| Instructions to follow |
Output the material beneath exactly, leaving nothing out.

[Stored items from a collection]
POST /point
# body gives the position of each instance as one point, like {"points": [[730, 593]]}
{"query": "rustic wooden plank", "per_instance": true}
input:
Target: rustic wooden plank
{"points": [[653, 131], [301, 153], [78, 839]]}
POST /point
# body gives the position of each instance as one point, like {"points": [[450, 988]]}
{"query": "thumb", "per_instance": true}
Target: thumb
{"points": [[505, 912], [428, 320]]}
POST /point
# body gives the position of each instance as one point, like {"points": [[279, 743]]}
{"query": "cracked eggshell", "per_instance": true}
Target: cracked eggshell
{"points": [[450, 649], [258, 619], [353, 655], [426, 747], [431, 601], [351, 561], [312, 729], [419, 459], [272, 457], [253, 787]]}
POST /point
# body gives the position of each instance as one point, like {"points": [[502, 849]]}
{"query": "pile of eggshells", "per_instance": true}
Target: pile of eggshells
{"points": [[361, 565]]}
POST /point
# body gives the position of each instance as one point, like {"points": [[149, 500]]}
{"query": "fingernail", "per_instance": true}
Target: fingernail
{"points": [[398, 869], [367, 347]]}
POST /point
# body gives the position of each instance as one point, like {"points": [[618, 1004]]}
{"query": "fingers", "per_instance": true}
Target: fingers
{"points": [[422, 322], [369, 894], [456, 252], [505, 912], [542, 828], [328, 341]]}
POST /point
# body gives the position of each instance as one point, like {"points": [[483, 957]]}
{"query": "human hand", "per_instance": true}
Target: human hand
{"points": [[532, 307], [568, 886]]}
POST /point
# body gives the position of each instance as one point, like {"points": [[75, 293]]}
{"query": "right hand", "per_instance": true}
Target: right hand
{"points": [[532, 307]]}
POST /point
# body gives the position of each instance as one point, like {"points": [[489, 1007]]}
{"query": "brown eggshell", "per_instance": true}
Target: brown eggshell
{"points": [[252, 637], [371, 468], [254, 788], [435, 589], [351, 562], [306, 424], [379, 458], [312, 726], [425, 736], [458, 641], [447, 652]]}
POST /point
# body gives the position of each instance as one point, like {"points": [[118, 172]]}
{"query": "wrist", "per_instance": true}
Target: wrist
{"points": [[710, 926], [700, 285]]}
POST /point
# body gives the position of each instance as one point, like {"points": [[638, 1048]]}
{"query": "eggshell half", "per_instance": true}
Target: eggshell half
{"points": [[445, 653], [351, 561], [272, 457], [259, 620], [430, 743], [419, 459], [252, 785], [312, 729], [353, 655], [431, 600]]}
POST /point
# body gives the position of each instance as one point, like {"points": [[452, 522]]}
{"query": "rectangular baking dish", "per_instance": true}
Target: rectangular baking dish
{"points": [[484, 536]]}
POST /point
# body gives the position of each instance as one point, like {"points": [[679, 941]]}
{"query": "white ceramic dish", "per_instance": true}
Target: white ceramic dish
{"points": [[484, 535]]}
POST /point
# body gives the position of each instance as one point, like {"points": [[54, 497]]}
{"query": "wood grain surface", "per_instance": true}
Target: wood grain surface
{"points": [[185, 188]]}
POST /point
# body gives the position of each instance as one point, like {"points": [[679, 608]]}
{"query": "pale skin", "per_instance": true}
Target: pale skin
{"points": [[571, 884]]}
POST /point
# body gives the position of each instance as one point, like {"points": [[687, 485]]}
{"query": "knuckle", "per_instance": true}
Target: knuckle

| Finished answer |
POST /point
# body gives the position of each instance as one point, like {"points": [[730, 593]]}
{"query": "rustic wooden plank", "per_instance": true}
input:
Target: rustic wooden plank
{"points": [[653, 131], [301, 153], [78, 839]]}
POST /point
# body gives the position of each instance as one point, like {"points": [[450, 988]]}
{"query": "thumb", "per_instance": true}
Target: thumb
{"points": [[505, 912], [428, 320]]}
POST /point
# body gives the position of each instance as one point, like {"points": [[279, 743]]}
{"query": "cracked eggshell", "per_instance": true}
Target: cracked eggshell
{"points": [[450, 649], [258, 619], [353, 655], [426, 747], [431, 601], [351, 561], [312, 729], [419, 459], [272, 457], [253, 787]]}
POST /point
# body gives the position of each instance as one point, like {"points": [[502, 849]]}
{"query": "pile of eggshells", "per_instance": true}
Target: pile of eggshells
{"points": [[361, 565]]}
POST /point
# body gives the position of each instance as one point, like {"points": [[149, 500]]}
{"query": "fingernail", "per_instance": true}
Target: fingernail
{"points": [[398, 869], [367, 347]]}
POST /point
# body gives the position of each instance as one point, like {"points": [[618, 1004]]}
{"query": "fingers", "per_instance": true}
Target: fingers
{"points": [[422, 322], [369, 894], [456, 252], [505, 912], [542, 828], [328, 341]]}
POST /point
# body gives the position of each instance as one point, like {"points": [[483, 957]]}
{"query": "human hand", "per_instance": true}
Target: human hand
{"points": [[532, 307], [568, 886]]}
POST /point
# body gives the position of each instance as one point, like {"points": [[75, 293]]}
{"query": "right hand", "per_instance": true}
Target: right hand
{"points": [[532, 307]]}
POST /point
# body gives the position of each instance as one point, like {"points": [[489, 1007]]}
{"query": "brown eggshell", "per_instance": true}
Target: brown eggshell
{"points": [[252, 637], [371, 468], [254, 788], [435, 589], [351, 562], [306, 424], [379, 458], [312, 726], [425, 736], [458, 641], [447, 652]]}
POST /point
# body gives the position of each instance as one point, like {"points": [[118, 172]]}
{"query": "wrist", "per_instance": true}
Target: wrist
{"points": [[710, 926], [700, 285]]}
POST /point
# body gives the position of each instance as one point, like {"points": [[638, 1048]]}
{"query": "eggshell half", "per_instance": true}
Target: eggshell half
{"points": [[445, 653], [351, 561], [272, 457], [259, 620], [430, 743], [419, 459], [252, 785], [312, 729], [353, 655], [431, 600]]}
POST /point
# body gives the position of each instance as one point, like {"points": [[452, 522]]}
{"query": "rectangular baking dish", "per_instance": true}
Target: rectangular baking dish
{"points": [[484, 536]]}
POST /point
# body gives the position of each instance as one point, like {"points": [[679, 941]]}
{"query": "white ceramic dish", "per_instance": true}
Target: white ceramic dish
{"points": [[484, 535]]}
POST /point
# body gives the position of each instance as one point, like {"points": [[54, 497]]}
{"query": "wood grain surface", "per_instance": true}
Target: wood grain surface
{"points": [[185, 188]]}
POST /point
# body gives the position of each instance as one point, like {"points": [[679, 608]]}
{"query": "pale skin", "per_instance": true}
Target: pale skin
{"points": [[571, 884]]}
POST /point
# body gives the position of each instance as one point, like {"points": [[687, 485]]}
{"query": "knuckle", "per_instance": true}
Target: knuckle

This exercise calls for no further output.